* _Reading passage_
# Need to add texture to fish dish... HELP



## jerseyjay14 (May 5, 2009)

Im making a fish dish... poached seabass with parsnip puree and safron sauce.  its a popular recipe in many cookbooks.  and the flavors are great.  only issue, it needs texture... some crunch or some crisp...

id rather not sear or fry the fish to get a crust, i think its perfect poached....

any suggestions?  broccoli and aspargus kinda get old.  and crispy potatoes didnt mesh well with the other flavors.


----------



## Wyogal (May 5, 2009)

How about a salad? or maybe fried wonton skins as chips?


----------



## Dumpandstir (May 6, 2009)

What about some nuts?  Chopped walnuts, hazlenuts, or almond slivers.


----------



## Expat Steve (May 6, 2009)

*Needing to add...*

You might also want to add color, since the poached fish, parsnip puree and saffron sauce are all in the white-yellow zone.  Definitely a green vegetable.  Fresh green beans are a good choice.  I stopped steaming green veggies long ago -- yes I know there are more vitamins retained in steamed veggies, but if those lost nutrients make a difference in my overall health, well you get the point.  And boiling green beans for 5 or so minutes in salted water, makes them even greener than when they started out.  Steaming dulls their color.
Also, think about adding a broiled tomato for additional color and flavor.
Bon  appétit !


----------



## SRL (May 6, 2009)

How about some finely julienned red, yellow and green bell peppers. Either raw or barely blanch them in a saute pan. They won't overpower the sauces and can be scattered across the top of the finished fish dish for both crunch and color.


----------



## Snoop Puss (May 6, 2009)

How about not making the parsnip purée but julienning the parsnips and frying them in a wok really fast and hot so you get a seared brown colour and a crispy texture?


----------



## kitchenelf (May 6, 2009)

My first thought was fried leeks.  Cut them long and thin, fry, and place a mound right on top.


----------



## GB (May 6, 2009)

kitchenelf said:


> My first thought was fried leeks.  Cut them long and thin, fry, and place a mound right on top.


What are you doing in my head????? That is exactly what I was going to say. Man you are smart


----------



## ChefJune (May 6, 2009)

Snoop Puss said:


> How about not making the parsnip purée but julienning the parsnips and frying them in a wok really fast and hot so you get a seared brown colour and a crispy texture?


 
That was going to be my suggestion.  You don't need a wok, however, to saute the parsnips.  I would add some carrots for color to the mix, as well. Parsnips and carrots are similar in texture and cook well together.

The poached fish really doesn't need a silky companion. It is silky on its own.

* _Data extract_
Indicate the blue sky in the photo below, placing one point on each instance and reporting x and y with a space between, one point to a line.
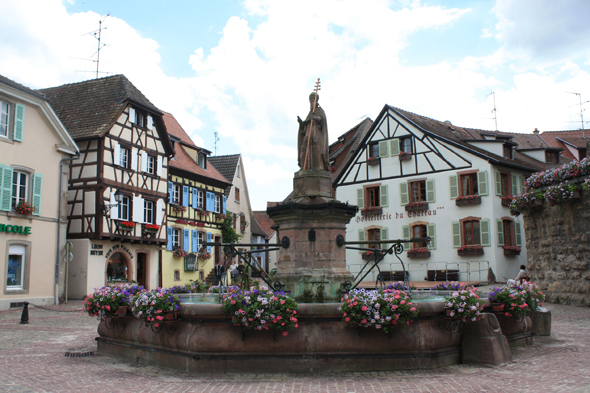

* _Problem set_
a. Decide whether each statement agrees with the fish dish thread. Answer yes or no for each and quote the words that decide it.
(i) The person cooking the dish wants to keep the fish poached rather than giving it a crust.
(ii) Expat Steve recommends steaming the green beans to keep their color bright.
(iii) ChefJune says a wok is needed to saute the parsnips.
b. Summarize the fish dish thread in two sentences.
c. Carry on the fish dish thread from its last post.

* _Responses to the tasks_
a.
(i) Yes: "id rather not sear or fry the fish to get a crust, i think its perfect poached...."
(ii) No: "Steaming dulls their color."
(iii) No: "You don't need a wok, however, to saute the parsnips."

b. A cook making poached sea bass with parsnip purée and saffron sauce asks how to add crunch without searing or frying the fish. Replies suggest a salad, fried wonton skins, nuts, boiled green beans and a broiled tomato for color, julienned bell peppers, fried leeks on top, and wok-fried or sautéed julienned parsnips with carrots instead of the purée.

c.
I also like the suggestion of topping the fish with some frizzled leeks.  Easy, tasty and attractive.


----------



## kitchenelf (May 6, 2009)

GB said:


> What are you doing in my head????? That is exactly what I was going to say. Man you are smart


 
Well, apparently you have a big head or I'm shorter than I thought


----------



## Laury (May 6, 2009)

How about...

 FRIZZLED SHALLOTS

Peel 4 large shallots, thinly slice and seperate into rings.
Toss with 2 TB. flour and 1/4 tsp. salt.
Heat one cup vegetable oil on medium to 360 degrees F.
Drop 1/3 of the shallots into hot oil and fry 3 to 4 minutes until golden. Stir frequently.
Drain on paper towels.
Bring oil back up to 360 and repeat each time with remaining shallots.


----------



## MJK (May 6, 2009)

How about serving the sea bass with some of those french fried onion rings you buy in a re-sealable bag? Simple no fuss.  Serve over or on top and great flavor.


----------



## jerseyjay14 (May 9, 2009)

kitchenelf said:


> My first thought was fried leeks. Cut them long and thin, fry, and place a mound right on top.


 
leeks, perfect.  why didnt i think of that!


----------



## archiduc (May 10, 2009)

jerseyjay14 said:


> Im making a fish dish... poached seabass with parsnip puree and safron sauce. its a popular recipe in many cookbooks. and the flavors are great. only issue, it needs texture... some crunch or some crisp...
> 
> id rather not sear or fry the fish to get a crust, i think its perfect poached....
> 
> any suggestions? broccoli and aspargus kinda get old. and crispy potatoes didnt mesh well with the other flavors.


 
What about parsnip crisps instead of potato crisps or deep fried parsley?
Archiduc


----------



## SeafoodCombo (Jun 2, 2009)

toast panko in butter with herb or spice - serve on top, as a base for the fish or as a side accompaniment.  adds texture and serves as a vehicle for other flavors.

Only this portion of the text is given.